Exercise objective
Convert the rows starting at the line that contains "Task: place a pin on each instance of the camel" and ending at the last line of the rows into a numbered list, leaving out any blank lines.

Supplied data

==============================

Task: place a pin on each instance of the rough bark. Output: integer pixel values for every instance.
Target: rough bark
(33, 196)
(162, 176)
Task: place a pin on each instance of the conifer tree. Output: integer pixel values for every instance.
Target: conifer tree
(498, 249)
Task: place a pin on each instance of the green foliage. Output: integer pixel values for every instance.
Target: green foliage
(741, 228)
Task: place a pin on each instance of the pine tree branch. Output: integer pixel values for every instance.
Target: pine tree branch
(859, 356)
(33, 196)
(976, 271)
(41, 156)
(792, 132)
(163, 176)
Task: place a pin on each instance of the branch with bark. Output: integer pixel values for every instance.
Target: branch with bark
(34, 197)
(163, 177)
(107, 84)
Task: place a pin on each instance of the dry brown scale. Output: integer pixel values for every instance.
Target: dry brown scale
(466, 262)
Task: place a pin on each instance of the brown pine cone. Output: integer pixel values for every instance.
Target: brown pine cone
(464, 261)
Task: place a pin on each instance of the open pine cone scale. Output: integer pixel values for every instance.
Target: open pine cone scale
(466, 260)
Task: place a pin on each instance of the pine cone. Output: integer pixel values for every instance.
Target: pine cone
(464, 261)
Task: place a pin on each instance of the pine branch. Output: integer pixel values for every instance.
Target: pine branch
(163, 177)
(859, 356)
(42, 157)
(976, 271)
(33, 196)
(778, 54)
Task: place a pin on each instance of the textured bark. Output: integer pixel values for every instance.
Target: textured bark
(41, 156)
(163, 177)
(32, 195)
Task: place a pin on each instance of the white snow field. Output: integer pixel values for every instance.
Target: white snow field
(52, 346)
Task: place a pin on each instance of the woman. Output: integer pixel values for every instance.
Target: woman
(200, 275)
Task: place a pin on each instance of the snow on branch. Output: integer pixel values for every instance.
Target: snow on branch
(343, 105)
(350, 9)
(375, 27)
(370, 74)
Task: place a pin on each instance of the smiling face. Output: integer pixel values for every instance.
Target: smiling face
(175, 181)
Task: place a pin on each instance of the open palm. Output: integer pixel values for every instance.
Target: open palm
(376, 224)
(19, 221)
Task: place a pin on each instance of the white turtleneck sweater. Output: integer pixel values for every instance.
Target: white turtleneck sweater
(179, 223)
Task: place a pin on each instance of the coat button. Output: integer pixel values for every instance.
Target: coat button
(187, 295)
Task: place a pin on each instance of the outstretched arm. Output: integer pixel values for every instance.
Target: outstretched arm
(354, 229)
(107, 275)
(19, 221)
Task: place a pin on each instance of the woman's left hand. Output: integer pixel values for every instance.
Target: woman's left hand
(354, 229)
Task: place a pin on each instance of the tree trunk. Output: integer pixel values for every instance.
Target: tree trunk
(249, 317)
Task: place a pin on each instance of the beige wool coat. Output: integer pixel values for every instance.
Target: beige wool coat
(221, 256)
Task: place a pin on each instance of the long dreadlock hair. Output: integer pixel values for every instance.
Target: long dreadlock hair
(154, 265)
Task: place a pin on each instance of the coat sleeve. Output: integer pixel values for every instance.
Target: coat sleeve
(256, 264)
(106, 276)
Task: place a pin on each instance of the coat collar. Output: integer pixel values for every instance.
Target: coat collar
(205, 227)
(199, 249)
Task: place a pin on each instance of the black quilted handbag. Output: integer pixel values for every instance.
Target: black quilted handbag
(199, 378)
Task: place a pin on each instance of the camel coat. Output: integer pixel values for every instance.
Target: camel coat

==============================

Result
1. Task: place a pin on each instance of the camel coat. Output: integer pixel values for every instance.
2. Target: camel coat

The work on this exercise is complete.